--- Start of WORKING DATA ---
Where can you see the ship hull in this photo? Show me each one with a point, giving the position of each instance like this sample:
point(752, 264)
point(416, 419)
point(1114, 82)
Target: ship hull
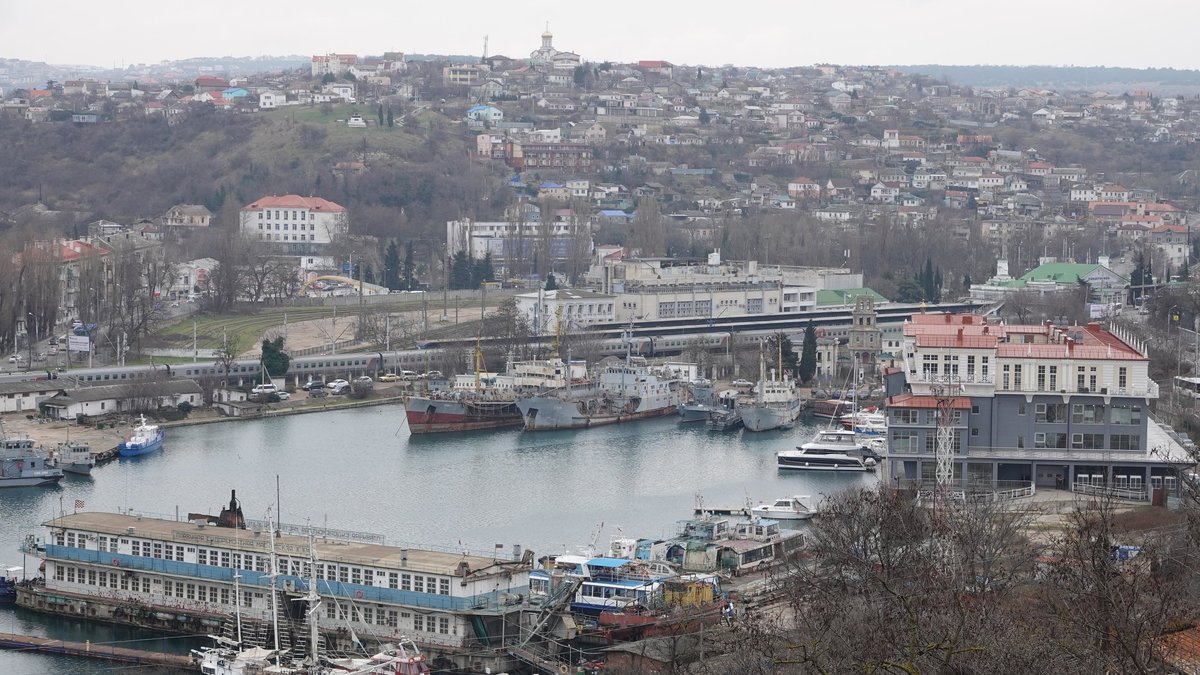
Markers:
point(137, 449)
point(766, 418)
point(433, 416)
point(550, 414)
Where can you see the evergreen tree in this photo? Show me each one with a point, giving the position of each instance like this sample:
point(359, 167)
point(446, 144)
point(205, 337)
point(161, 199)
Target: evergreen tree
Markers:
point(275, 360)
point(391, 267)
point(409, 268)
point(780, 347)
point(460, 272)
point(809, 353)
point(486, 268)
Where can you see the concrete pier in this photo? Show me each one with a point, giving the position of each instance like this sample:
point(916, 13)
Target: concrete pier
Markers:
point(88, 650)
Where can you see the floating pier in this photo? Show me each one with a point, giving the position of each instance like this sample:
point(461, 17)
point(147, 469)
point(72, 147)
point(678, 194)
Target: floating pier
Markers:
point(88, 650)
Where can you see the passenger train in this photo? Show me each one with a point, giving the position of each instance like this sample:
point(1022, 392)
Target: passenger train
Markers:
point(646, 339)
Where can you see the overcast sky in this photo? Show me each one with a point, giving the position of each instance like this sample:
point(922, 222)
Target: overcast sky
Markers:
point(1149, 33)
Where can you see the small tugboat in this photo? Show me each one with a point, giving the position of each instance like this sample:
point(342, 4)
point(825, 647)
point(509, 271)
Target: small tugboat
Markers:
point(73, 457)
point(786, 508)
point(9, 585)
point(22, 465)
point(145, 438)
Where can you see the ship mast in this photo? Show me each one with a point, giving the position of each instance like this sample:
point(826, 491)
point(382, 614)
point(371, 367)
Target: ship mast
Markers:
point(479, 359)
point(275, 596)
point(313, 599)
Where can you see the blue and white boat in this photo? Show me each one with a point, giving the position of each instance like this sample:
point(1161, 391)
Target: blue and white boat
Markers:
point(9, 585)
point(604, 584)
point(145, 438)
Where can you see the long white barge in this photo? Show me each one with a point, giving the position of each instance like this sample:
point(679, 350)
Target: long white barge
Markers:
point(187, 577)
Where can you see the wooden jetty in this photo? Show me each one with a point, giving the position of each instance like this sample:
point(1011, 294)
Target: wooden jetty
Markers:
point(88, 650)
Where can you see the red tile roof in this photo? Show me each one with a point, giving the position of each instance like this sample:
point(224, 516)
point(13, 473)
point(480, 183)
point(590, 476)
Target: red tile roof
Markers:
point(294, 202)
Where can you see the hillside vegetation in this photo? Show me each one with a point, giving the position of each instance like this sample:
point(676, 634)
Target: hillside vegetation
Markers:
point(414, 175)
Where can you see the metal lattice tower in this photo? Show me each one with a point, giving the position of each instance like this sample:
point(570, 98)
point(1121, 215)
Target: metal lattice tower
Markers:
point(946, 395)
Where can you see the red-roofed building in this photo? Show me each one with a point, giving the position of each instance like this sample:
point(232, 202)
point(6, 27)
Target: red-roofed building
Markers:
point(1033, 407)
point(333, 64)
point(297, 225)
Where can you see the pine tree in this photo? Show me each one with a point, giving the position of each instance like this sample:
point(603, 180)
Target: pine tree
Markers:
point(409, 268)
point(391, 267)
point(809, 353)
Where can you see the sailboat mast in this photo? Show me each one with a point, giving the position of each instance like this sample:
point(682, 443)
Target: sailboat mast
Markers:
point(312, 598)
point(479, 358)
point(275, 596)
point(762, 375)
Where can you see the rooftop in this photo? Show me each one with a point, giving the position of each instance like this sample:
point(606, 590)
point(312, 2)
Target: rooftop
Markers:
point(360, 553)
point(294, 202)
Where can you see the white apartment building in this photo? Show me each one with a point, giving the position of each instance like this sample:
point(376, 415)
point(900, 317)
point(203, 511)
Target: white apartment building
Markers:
--- End of WORKING DATA ---
WORK INSTRUCTIONS: Retype each record exactly as it stands, but do not include the pictures.

EXERCISE RESULT:
Where can you see the ship hull in this photo? Show me each one with a point, giving the position of each instance like this sample:
point(752, 264)
point(416, 419)
point(1114, 82)
Target: ship hull
Markers:
point(137, 449)
point(766, 418)
point(433, 416)
point(550, 414)
Where can you see the evergreen tree in this photo? Show me each one with a point, giving the position of each instance like this sample:
point(359, 167)
point(446, 144)
point(205, 337)
point(161, 199)
Target: evergreen tree
Markers:
point(275, 360)
point(391, 267)
point(409, 268)
point(780, 347)
point(460, 272)
point(809, 353)
point(486, 268)
Where can you see the concrete pier in this photo? Show me each one with a point, giving the position of each instance like this sample:
point(916, 13)
Target: concrete pier
Markers:
point(88, 650)
Where can you see the floating pier in this photo? Show me each one with a point, giving the position of each instance like this sample:
point(461, 17)
point(147, 469)
point(72, 147)
point(678, 194)
Target: floating pier
Markers:
point(88, 650)
Where can you see the passenger train in this photo? Show me each one with a point, giving the position of each instance like this sample:
point(1022, 392)
Target: passenger train
Markers:
point(646, 339)
Where can you see the overcast sky in this photo? Show me each one with a point, giving the position of each instance like this sample:
point(922, 222)
Target: overcast sky
Markers:
point(1149, 33)
Where can you see the small tugboat in this photo? Show me each one with a point, giving the position of each instance like this sample:
point(342, 4)
point(825, 647)
point(509, 271)
Target: small tugboat
Markers:
point(73, 457)
point(786, 508)
point(9, 585)
point(22, 465)
point(145, 438)
Where can you see the ship mast in this photo? Show me each one with a point, giving the position of each instance like this sample:
point(826, 491)
point(382, 614)
point(371, 367)
Target: ship mast
Markers:
point(479, 359)
point(275, 596)
point(313, 599)
Where can you see the blue and white boat in this photo? Show me each one with a point, giving the position of each instance like this sample:
point(1161, 391)
Target: blue and white boat
Markers:
point(9, 585)
point(604, 584)
point(145, 438)
Where can you see the long white barge in this photo? Show me each one with a point, giving the position of each instance like this sample:
point(679, 350)
Target: long white barge
Markers:
point(187, 577)
Where can you see the wooden jetty in this photo? Show me each one with a point, giving the position of each instance like this sample:
point(1011, 294)
Target: wooden jetty
Markers:
point(88, 650)
Where can you see the red tile roof in this photo? Show me each one with a point, giving the position of each instance like this sample:
point(224, 516)
point(13, 473)
point(480, 183)
point(590, 476)
Target: red tile roof
Markers:
point(294, 202)
Where can you see the hillside vegetation in this photo? Show me each one with a point, giving the position of each instance like this sample:
point(676, 634)
Target: hillside vegetation
Markers:
point(414, 175)
Where can you see the metal lattice tower in this photo? Show me each one with a point, giving the position of each instance like this sample:
point(570, 98)
point(1121, 215)
Target: metal lattice tower
Markers:
point(946, 395)
Where can you see the red-roofed building in this photo? Show me each one with a point, giving the position of each instance like this sample:
point(232, 202)
point(6, 27)
Target: red-roofed building
Markers:
point(1033, 407)
point(333, 64)
point(297, 225)
Where can you see the pine tree in this photo? Show me each one with a point, giving the position of each instance like this sample:
point(603, 180)
Target: pine tree
Markers:
point(409, 268)
point(391, 267)
point(809, 353)
Where can you see the sailboat mast in this photo? Show me each one with a point, giving the position of each instance like this sample:
point(682, 443)
Target: sailboat mast
Markers:
point(312, 598)
point(479, 358)
point(275, 596)
point(762, 375)
Where can you see the rooftop in this photo? Show me each one with a point, giving the position of each instance like this sample:
point(606, 590)
point(312, 2)
Target: rooftop
Markers:
point(360, 553)
point(294, 202)
Where can you see the white apartment building in this photo? Show me each one with a point, giving the position of each instance like this sample:
point(376, 415)
point(900, 317)
point(203, 511)
Target: white apartment building
Markers:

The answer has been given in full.